Source material
■ ■ ■
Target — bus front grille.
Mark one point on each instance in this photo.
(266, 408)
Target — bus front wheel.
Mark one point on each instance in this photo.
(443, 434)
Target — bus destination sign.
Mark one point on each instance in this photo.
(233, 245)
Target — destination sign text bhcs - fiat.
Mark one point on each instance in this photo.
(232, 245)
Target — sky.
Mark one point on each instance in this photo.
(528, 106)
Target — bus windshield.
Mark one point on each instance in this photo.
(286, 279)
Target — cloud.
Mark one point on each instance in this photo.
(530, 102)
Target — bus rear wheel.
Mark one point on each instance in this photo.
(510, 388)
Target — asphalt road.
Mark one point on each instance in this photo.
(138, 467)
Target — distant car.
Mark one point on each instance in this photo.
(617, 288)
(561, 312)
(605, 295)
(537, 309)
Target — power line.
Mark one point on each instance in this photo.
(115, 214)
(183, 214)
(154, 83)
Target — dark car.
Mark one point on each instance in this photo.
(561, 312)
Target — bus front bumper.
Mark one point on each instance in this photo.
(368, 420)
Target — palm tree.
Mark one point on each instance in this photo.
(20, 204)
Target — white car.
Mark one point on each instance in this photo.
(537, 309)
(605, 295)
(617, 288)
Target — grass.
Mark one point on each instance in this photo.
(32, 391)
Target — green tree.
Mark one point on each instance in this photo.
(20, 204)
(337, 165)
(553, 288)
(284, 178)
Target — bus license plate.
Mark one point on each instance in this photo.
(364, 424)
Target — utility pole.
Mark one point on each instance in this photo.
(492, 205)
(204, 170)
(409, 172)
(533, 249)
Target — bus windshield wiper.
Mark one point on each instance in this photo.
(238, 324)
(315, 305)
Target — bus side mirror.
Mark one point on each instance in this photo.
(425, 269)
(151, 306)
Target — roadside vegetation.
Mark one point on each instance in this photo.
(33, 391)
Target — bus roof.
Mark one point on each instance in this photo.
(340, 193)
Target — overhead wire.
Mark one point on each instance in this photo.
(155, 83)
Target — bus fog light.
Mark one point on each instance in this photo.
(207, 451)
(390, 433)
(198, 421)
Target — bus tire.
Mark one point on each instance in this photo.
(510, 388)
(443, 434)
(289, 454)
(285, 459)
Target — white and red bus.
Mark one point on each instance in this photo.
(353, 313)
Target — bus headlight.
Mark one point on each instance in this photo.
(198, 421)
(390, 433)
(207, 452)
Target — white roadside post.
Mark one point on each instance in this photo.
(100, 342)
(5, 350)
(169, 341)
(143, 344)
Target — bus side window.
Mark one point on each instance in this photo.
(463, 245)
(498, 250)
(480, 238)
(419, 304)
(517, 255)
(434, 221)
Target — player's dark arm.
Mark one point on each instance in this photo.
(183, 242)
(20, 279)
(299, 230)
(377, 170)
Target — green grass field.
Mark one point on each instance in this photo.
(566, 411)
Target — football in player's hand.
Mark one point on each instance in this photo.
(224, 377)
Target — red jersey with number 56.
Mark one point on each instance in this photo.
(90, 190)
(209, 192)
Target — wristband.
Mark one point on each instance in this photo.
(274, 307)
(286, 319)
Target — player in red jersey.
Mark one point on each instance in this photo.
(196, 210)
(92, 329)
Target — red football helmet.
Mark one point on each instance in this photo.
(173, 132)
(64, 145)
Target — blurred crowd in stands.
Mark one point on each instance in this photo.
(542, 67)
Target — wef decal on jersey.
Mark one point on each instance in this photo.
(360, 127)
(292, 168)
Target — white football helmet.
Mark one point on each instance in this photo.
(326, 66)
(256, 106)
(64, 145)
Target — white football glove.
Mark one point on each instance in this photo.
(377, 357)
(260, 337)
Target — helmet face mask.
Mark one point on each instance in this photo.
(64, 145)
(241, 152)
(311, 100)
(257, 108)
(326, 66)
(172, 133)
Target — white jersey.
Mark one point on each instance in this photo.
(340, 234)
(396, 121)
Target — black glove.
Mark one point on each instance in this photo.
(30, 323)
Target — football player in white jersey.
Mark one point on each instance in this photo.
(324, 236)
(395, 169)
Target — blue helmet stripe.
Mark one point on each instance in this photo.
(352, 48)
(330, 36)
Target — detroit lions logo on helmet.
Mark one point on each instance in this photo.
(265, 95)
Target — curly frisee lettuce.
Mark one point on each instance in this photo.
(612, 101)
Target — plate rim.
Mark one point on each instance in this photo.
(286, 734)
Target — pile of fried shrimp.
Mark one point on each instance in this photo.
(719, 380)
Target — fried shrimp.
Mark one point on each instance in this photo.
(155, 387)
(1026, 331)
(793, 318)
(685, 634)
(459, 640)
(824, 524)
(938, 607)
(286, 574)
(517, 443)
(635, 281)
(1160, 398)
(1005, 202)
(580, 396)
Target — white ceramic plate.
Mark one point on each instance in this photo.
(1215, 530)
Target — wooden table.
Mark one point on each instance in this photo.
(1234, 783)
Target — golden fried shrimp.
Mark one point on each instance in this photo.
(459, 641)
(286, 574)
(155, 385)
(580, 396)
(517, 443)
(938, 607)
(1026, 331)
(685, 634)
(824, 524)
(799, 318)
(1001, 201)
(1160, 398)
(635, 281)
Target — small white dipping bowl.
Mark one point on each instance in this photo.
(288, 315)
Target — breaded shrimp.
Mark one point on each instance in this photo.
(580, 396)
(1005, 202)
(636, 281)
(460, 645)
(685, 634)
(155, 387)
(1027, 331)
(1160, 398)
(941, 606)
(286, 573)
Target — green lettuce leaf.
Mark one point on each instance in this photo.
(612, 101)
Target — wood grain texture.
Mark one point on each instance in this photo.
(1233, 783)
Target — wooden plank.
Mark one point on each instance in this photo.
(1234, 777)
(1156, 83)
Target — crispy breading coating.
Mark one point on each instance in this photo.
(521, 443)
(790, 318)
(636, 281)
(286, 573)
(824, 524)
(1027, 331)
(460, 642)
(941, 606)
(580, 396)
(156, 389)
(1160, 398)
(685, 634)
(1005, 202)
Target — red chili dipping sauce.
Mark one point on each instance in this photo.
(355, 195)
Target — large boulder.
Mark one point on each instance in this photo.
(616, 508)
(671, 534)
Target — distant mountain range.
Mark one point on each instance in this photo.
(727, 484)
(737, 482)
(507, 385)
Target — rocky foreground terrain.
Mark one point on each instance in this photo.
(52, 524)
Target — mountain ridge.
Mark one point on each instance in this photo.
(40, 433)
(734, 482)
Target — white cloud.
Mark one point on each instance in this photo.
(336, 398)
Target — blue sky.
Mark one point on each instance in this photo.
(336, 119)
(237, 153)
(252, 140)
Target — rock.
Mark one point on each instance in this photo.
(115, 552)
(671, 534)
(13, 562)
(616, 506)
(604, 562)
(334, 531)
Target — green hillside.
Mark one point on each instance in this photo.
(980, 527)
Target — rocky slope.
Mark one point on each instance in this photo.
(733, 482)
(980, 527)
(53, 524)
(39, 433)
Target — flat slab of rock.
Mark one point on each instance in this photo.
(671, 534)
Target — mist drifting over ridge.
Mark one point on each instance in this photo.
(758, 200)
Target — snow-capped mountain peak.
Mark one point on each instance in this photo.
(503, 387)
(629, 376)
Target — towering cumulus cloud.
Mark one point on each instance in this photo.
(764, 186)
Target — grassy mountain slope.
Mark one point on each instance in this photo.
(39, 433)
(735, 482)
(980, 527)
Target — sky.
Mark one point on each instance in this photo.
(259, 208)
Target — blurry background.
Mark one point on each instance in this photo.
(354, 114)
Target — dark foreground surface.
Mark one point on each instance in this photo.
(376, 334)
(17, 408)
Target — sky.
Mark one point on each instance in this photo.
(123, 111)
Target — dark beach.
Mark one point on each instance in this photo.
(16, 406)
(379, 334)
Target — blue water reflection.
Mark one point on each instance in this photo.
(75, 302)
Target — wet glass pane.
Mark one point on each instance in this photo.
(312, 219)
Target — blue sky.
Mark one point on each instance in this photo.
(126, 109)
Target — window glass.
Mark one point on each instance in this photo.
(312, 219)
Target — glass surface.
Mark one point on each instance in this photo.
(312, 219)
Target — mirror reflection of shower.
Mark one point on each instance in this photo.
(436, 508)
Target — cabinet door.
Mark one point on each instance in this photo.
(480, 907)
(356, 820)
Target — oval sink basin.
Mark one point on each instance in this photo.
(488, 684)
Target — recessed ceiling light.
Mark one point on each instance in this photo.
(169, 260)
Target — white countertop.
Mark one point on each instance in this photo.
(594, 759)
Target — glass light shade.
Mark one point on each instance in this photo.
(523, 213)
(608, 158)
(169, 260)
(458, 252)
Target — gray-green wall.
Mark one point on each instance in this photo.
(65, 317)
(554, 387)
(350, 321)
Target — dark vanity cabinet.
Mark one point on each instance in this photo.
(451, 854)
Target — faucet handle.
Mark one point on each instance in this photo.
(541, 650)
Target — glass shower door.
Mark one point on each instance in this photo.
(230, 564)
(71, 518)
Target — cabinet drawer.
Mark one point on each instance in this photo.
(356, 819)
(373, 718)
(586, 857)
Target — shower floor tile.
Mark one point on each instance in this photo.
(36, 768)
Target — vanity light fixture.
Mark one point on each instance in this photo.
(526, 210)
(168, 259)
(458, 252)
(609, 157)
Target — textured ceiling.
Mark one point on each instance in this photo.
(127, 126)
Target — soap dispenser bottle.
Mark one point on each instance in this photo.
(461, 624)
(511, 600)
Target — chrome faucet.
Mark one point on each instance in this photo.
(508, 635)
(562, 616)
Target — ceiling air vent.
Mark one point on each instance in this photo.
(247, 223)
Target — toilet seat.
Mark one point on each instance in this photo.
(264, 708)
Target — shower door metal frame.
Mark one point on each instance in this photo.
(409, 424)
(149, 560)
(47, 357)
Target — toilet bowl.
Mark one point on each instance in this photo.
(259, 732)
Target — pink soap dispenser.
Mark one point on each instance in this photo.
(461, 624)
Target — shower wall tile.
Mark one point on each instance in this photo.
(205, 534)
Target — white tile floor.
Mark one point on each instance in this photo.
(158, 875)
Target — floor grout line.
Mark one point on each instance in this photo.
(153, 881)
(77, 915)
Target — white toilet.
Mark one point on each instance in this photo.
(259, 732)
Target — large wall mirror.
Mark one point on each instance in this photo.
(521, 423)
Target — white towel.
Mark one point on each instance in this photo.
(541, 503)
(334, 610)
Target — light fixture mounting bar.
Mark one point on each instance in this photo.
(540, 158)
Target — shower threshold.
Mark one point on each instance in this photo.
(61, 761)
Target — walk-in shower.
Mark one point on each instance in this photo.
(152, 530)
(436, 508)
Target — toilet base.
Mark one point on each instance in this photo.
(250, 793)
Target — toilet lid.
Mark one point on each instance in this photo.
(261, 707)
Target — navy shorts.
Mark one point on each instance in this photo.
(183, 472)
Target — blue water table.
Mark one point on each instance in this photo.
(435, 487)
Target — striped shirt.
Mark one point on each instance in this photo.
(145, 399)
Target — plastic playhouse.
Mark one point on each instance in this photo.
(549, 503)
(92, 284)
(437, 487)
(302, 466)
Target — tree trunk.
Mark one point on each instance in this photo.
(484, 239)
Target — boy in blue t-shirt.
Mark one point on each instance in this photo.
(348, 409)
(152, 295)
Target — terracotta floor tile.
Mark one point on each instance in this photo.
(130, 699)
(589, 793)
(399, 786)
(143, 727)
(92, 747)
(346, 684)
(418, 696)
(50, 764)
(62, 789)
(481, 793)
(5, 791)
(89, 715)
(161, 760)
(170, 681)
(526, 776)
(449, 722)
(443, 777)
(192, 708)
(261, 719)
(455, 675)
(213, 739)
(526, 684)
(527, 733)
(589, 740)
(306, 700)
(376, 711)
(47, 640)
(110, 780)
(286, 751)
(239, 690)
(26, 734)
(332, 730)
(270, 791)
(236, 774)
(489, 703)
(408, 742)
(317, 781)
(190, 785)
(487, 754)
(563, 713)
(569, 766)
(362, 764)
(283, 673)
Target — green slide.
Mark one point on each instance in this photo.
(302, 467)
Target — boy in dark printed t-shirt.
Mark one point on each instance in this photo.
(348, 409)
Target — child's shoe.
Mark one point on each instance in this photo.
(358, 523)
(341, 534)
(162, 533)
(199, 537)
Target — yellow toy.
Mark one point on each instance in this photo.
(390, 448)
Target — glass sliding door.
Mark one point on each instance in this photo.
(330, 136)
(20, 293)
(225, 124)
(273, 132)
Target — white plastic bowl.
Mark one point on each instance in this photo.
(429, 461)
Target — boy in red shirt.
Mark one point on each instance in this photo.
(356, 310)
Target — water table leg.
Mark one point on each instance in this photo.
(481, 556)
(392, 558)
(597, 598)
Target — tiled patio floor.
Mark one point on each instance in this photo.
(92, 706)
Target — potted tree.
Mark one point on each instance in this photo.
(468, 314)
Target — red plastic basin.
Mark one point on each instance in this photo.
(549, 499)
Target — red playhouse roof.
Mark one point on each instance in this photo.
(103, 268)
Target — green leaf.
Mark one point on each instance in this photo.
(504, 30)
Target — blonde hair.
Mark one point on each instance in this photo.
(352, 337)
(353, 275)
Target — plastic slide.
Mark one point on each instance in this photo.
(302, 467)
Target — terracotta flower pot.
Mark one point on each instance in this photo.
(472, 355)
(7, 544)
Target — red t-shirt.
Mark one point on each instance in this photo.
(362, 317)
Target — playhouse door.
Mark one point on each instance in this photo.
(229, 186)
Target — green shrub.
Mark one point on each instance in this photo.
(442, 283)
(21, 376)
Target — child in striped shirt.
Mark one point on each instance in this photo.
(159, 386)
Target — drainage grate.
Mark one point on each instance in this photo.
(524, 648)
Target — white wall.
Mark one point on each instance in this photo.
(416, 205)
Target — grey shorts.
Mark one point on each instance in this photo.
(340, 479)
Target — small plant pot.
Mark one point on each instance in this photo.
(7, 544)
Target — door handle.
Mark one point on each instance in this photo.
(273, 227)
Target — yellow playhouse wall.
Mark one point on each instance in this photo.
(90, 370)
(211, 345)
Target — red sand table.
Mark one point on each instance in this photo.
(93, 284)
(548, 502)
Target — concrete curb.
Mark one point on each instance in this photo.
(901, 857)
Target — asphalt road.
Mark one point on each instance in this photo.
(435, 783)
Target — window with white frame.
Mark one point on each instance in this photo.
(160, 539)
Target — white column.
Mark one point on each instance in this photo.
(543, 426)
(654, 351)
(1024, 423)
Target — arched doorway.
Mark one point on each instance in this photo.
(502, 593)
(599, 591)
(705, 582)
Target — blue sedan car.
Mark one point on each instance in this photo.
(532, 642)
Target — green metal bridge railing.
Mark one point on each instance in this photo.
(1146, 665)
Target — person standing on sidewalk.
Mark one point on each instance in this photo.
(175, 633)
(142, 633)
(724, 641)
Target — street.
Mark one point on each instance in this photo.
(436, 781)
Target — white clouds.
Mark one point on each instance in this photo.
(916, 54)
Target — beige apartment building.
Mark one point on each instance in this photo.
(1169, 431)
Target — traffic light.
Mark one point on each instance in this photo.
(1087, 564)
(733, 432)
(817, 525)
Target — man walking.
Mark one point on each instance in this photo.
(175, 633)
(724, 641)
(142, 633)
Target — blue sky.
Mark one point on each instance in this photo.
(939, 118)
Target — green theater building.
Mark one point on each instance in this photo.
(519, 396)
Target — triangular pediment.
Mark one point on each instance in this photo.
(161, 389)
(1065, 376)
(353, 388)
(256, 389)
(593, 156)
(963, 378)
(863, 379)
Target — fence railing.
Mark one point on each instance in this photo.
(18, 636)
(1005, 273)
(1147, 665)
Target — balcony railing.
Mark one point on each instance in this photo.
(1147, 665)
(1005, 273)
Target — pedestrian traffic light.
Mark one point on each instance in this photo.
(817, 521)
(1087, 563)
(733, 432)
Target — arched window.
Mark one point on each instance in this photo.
■ ■ ■
Exercise
Rewrite the material from the line with "Target — fence railing." through the end, swapping "railing" for "handrail" and leaving everything else as it is.

Exercise solution
Target — fence handrail.
Mark one point on each instance in this photo.
(18, 636)
(1005, 273)
(1147, 665)
Target — balcony handrail.
Mark one point on each instance in this photo.
(1147, 665)
(1005, 273)
Target — pedestrian traffic light.
Mark one point on each instance in this photo.
(817, 521)
(1087, 563)
(733, 432)
Target — arched window.
Mark one point on each instance in this photo.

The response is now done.